» TASK DESCRIPTION:
Copy out each of the entries below word for word, without changing anything.

» LISTED ENTRIES:
-- -- --

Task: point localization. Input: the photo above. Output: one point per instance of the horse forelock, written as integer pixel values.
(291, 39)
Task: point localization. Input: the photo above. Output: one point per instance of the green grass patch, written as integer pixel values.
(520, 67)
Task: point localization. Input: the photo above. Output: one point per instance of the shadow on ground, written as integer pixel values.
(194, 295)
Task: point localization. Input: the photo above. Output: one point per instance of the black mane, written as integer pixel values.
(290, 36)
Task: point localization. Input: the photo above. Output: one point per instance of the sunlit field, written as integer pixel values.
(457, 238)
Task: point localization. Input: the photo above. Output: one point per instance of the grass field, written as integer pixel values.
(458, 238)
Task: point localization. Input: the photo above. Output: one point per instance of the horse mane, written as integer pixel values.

-- -- --

» SOLVED EXERCISE:
Task: point localization. Input: the photo above. Output: one point per instance of the horse forelock, written as integer pixel values.
(291, 39)
Task: point localization. Input: the photo above. Output: one point per instance of the green grass patch, written as integer pixel values.
(520, 67)
Task: point localization. Input: the photo above. Output: one point per instance of the shadow on ground, written as integer pixel values.
(194, 295)
Task: point localization. Input: the photo above. Output: one point per instance of the black mane, written as integer pixel values.
(290, 36)
Task: point localization. Input: the photo above. Output: one point per instance of the sunlit field, written as integer pixel values.
(457, 238)
Task: point localization. Input: the photo above. Output: one point per instance of the grass field, written as integer pixel values.
(458, 238)
Task: point localization. Input: the photo above. Output: one point per instance of the horse mane, written as integer pixel values.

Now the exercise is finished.